◆ **Quoted text**
##############################

Call for Papers
We invite you to submit original and innovative papers to SYSTOR 2013, the 6th Annual International Systems and Storage Conference. The conference will take place June 30 - July 2, 2013 in Haifa, Israel, shortly following the ACM/IEEE International Symposium on Computer Architecture (ISCA 2013) in Tel Aviv.
SYSTOR promotes experimental and practical computer systems research including (but not limited to) the following topics:
- operating systems, computer architecture, and their interactions
- distributed, parallel, and cloud systems
- networked, mobile, wireless, peer-to-peer, and sensor systems
- runtime systems and compiler/programming-language support
- energy/power management
- file and storage systems
- security, privacy, and trust
- virtualization
- embedded and real-time systems
- fault tolerance, reliability, and availability
- deployment, usage, and experience
- performance evaluation and workload characterization
SYSTOR is a home for high-quality international systems research of a practical nature and welcomes both academic and industrial contributions. We solicit paper submissions in three separate categories:
- Full papers should report original, previously unpublished high-quality research, and be at most 10 pages of content, including everything except references, which may use additional pages. The program committee will review all submitted papers. Accepted papers will be presented at the conference and included in the conference proceedings, to be published by a major society.
- Short papers should report original, previously unpublished work for which a full paper may not be suitable. Short paper submissions may report on smaller ideas; unconventional ideas that are still in a preliminary stage of development; interesting negative results; experimental (in)validation of previous findings; controversial positions that challenge common wisdom; and fresh approaches for addressing old problems. Short papers may be at most 5 pages, excluding references. They will undergo the same review process as full papers. If accepted, short papers will be allocated a shorter talk slot during the conference and will also be published in the conference proceedings.

##############################

◆ **Supplied information**
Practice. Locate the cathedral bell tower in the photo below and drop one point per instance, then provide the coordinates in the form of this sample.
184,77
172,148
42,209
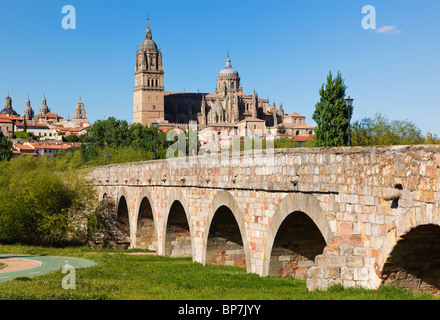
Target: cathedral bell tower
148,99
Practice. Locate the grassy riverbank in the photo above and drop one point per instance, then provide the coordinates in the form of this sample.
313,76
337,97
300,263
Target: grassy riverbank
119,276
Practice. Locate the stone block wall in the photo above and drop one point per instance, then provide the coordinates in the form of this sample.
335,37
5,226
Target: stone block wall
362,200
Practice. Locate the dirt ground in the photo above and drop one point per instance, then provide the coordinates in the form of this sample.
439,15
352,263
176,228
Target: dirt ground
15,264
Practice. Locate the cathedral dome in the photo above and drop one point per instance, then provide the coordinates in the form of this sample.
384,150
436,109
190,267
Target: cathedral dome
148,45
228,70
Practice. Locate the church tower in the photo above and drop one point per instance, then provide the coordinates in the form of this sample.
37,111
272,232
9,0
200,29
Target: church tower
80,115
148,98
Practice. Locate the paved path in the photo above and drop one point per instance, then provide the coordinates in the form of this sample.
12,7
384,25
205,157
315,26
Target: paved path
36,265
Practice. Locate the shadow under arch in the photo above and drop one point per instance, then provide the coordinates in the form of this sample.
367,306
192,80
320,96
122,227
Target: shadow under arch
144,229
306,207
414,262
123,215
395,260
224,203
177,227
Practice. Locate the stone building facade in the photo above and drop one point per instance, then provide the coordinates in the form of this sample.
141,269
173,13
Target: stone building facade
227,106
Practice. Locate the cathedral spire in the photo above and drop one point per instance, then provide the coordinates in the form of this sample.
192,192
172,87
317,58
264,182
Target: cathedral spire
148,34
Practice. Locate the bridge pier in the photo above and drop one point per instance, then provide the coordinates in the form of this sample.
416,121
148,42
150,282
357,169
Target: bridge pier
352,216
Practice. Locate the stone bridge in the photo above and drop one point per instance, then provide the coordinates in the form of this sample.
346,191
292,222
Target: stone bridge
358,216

##############################

◆ **Tasks to carry out**
1 - In the listing, from the line with "Practice. Locate the cathedral spire" through the end of the listing, swap "drop one point" for "place one marker" and give back only those lines, otherwise unchanged.
2 - Continue the SYSTOR 2013 call for papers, starting after its last sentence.
The listing is unrelated to the SYSTOR 2013 call for papers.

◆ **Solved tasks**
1 -
Practice. Locate the cathedral spire in the photo above and place one marker per instance, then provide the coordinates in the form of this sample.
192,192
172,87
317,58
264,182
Target: cathedral spire
148,34
Practice. Locate the bridge pier in the photo above and place one marker per instance, then provide the coordinates in the form of this sample.
416,121
148,42
150,282
357,169
Target: bridge pier
352,216
Practice. Locate the stone bridge in the photo above and place one marker per instance, then provide the coordinates in the form of this sample.
346,191
292,222
Target: stone bridge
358,216

2 -
- Highlight papers should contain exciting research results that have been accepted to a recent top-tier systems conference or journal. A small sub-committee will briefly review these submissions and will select the most suitable ones for SYSTOR. The corresponding presentations will then be "replayed" at SYSTOR for the benefit of the local community. A highlight paper submission should include the full citation of the published or accepted paper and a link to it. Accepted submissions will not be published in the proceedings.
Proceedings including all (non-highlight) accepted papers will be published by the ACM. Additionally, SYSTOR 2013 will host distinguished keynote speakers, a poster session, and several social events at the conference. Our goal is to provide an excellent forum for interaction across the systems community: international, academic, and industrial, for both students and more established members.
Papers submission: Submissions must be in PDF and printable on US letter sized paper. Authors should format their papers with the SIGPLAN template using 10pt font (both LaTeX and MS Word versions are available). LaTeX users: please use the "natbib" package, a link to which is available on the SYSTOR website. Please use the 'preprint' option of the \documentclass (the page numbers it produces are of great help to reviewers). Word users: please use page numbers to assist the reviewers.
Submitted papers must NOT have appeared in or be under consideration for appearing in another venue such as a workshop, conference, or journal.
Poster submissions: Authors who wish to present their work as posters are required to submit a one-page PDF with a description of their poster (*not* the poster itself). Submissions could represent early work that is not yet ready for submission to a refereed conference or journal, or describe a technical (non-marketing) innovation. Authors of accepted posters are expected to prepare and present their posters.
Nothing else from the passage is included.